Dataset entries
##############################

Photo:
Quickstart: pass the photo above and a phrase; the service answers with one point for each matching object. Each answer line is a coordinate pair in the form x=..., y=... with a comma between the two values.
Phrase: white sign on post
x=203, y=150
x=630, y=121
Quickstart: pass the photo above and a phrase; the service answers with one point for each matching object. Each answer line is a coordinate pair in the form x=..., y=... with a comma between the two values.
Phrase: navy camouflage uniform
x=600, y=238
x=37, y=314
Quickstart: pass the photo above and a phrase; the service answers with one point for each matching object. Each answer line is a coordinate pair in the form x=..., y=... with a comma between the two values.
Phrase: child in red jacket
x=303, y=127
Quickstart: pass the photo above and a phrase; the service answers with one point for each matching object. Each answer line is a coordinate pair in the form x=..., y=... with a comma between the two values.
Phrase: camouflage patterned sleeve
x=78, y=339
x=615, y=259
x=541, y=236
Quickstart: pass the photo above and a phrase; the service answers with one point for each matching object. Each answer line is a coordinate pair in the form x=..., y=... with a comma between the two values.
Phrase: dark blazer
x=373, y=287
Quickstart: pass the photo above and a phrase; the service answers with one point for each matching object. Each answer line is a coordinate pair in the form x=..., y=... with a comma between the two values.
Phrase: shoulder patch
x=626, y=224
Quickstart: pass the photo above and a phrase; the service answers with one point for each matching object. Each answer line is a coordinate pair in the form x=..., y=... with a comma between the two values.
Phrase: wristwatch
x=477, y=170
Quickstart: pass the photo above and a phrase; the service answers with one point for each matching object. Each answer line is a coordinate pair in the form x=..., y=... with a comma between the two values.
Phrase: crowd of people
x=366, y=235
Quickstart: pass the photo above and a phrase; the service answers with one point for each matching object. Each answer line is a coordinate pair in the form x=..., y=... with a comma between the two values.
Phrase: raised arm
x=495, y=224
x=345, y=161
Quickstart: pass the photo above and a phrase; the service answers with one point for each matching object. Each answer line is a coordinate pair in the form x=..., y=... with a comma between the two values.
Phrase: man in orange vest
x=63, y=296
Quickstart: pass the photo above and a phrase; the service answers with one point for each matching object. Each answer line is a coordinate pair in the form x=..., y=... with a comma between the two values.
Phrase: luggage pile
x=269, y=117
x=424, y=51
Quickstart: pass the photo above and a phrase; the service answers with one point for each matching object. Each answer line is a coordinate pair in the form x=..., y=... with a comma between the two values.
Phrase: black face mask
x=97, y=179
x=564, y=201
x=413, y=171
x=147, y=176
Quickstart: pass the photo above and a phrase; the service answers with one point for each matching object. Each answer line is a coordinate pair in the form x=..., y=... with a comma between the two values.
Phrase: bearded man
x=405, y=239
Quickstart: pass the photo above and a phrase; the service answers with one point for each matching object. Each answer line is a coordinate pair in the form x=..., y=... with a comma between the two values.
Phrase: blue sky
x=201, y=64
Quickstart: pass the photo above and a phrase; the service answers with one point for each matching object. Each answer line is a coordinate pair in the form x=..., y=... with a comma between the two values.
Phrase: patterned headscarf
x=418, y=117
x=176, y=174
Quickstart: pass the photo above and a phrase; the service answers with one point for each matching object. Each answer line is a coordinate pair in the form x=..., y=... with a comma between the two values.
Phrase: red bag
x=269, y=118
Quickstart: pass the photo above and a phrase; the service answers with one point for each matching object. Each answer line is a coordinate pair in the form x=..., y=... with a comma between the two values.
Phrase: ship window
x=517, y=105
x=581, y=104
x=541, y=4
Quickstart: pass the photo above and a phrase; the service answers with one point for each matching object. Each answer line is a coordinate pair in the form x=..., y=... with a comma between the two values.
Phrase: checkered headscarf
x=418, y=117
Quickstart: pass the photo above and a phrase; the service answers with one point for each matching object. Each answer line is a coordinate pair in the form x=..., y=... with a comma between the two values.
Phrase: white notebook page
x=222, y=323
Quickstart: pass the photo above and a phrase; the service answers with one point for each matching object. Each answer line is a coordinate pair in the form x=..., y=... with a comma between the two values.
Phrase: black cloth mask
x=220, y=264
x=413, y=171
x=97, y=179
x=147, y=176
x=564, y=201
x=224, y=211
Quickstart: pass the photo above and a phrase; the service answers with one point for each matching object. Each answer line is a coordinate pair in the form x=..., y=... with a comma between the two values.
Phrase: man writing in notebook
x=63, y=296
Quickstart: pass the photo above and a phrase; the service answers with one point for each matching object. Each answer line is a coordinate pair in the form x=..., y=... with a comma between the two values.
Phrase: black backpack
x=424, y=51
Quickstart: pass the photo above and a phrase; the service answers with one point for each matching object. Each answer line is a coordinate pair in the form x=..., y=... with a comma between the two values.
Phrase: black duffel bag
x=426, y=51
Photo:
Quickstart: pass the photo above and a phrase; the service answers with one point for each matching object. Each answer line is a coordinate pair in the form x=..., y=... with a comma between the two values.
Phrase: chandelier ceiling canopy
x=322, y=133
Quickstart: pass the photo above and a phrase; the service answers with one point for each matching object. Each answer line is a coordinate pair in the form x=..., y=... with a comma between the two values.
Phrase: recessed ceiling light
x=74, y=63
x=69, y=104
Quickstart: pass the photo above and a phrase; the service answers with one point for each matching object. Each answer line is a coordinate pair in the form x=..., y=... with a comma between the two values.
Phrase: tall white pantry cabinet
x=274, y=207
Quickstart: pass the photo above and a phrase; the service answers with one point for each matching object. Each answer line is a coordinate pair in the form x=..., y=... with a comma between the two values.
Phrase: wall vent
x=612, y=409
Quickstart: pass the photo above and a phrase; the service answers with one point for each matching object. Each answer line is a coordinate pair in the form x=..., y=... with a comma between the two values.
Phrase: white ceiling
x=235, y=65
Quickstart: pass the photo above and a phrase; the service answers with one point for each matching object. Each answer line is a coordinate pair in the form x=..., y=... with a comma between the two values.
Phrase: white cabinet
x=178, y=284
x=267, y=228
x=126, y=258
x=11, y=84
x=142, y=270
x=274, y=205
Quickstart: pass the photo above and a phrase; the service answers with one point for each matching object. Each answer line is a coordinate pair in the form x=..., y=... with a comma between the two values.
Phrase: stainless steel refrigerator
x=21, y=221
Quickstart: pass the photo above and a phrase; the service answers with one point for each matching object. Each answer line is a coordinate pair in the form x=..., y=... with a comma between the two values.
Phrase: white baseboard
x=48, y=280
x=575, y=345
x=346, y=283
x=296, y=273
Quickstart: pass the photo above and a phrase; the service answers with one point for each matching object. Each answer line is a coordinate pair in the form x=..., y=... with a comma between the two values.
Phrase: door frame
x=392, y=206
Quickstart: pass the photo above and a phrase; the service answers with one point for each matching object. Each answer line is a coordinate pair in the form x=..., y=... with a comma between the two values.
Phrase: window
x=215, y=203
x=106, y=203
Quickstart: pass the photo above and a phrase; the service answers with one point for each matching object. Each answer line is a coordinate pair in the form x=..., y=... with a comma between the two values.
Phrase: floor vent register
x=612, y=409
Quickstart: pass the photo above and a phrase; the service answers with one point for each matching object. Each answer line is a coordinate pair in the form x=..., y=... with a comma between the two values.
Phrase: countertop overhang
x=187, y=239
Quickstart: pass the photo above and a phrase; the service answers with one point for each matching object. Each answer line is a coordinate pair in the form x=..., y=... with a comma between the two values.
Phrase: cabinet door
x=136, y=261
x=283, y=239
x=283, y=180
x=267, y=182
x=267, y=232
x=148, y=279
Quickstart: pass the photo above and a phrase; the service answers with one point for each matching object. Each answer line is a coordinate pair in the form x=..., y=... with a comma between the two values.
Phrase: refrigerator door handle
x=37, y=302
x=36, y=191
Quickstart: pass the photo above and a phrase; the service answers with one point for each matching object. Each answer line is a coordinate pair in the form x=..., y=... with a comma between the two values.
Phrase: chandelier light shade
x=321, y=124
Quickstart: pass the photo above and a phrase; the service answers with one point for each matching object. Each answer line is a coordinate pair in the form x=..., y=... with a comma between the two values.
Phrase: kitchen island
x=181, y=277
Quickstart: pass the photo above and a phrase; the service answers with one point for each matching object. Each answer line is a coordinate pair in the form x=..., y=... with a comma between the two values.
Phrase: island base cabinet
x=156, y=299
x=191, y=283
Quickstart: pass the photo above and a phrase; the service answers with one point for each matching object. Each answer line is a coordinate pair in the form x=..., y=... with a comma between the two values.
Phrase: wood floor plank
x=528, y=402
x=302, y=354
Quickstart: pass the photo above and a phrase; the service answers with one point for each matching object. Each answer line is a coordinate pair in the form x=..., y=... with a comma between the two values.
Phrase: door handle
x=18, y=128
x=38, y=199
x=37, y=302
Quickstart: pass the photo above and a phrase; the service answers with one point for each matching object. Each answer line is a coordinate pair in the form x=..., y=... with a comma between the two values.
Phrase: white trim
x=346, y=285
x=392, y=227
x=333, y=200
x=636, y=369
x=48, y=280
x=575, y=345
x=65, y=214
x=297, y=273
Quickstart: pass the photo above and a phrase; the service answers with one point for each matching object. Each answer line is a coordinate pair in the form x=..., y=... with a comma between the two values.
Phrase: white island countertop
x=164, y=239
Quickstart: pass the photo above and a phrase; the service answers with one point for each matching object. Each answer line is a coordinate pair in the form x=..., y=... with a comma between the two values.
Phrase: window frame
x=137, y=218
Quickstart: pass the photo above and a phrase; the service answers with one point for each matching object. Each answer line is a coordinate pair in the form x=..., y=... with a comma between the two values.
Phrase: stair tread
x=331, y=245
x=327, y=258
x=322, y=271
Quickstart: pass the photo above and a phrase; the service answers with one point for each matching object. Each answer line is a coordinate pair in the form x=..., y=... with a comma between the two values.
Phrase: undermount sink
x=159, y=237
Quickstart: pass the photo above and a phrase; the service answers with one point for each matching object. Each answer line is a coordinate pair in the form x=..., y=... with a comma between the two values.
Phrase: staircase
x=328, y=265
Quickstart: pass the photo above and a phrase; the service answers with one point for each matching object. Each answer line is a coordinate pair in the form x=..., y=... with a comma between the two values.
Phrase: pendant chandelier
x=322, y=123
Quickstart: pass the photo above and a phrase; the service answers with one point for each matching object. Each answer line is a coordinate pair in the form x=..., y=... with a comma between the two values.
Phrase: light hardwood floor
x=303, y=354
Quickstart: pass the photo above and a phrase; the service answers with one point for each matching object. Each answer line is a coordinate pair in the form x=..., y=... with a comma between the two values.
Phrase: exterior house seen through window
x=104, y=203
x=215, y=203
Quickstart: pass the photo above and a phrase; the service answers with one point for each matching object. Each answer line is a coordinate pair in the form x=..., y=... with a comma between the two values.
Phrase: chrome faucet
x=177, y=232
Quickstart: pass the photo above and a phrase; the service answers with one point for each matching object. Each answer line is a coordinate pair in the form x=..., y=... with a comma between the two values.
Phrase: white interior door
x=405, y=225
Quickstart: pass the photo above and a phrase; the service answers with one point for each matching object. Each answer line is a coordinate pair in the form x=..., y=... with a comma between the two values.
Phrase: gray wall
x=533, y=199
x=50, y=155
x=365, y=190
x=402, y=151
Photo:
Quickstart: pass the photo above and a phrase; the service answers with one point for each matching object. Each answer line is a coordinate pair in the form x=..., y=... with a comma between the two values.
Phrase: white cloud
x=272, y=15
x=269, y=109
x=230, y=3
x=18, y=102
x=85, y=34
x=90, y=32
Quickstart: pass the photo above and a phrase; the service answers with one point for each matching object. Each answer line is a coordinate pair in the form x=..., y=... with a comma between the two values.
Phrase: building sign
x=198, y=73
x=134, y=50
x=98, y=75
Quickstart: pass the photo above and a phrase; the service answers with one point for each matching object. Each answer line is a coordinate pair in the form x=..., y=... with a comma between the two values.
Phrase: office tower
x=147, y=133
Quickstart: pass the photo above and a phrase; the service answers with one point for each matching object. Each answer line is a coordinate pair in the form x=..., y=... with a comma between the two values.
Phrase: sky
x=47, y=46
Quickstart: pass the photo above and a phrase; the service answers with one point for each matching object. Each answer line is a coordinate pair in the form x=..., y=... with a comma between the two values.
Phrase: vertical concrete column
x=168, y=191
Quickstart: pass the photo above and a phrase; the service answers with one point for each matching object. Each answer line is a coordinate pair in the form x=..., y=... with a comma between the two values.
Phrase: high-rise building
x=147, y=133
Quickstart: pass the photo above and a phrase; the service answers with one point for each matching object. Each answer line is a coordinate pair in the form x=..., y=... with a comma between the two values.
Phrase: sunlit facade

##############################

# PROBLEM STATEMENT
Which lines in the records above contain the word "mask"? Show every one of them in full.

# SOLUTION
Phrase: black face mask
Phrase: black cloth mask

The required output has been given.